• [WHAT THE TASK ASKS]:
Copy every one of the following records word for word, changing nothing.
** start of DATA SECTION **
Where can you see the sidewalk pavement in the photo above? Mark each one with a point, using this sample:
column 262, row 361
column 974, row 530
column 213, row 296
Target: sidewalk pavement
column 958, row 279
** end of DATA SECTION **
• [RESPONSE TO THIS TASK]:
Where can you see the sidewalk pavement in the photo above? Mark each one with a point, using this sample:
column 262, row 361
column 974, row 530
column 213, row 296
Target: sidewalk pavement
column 958, row 279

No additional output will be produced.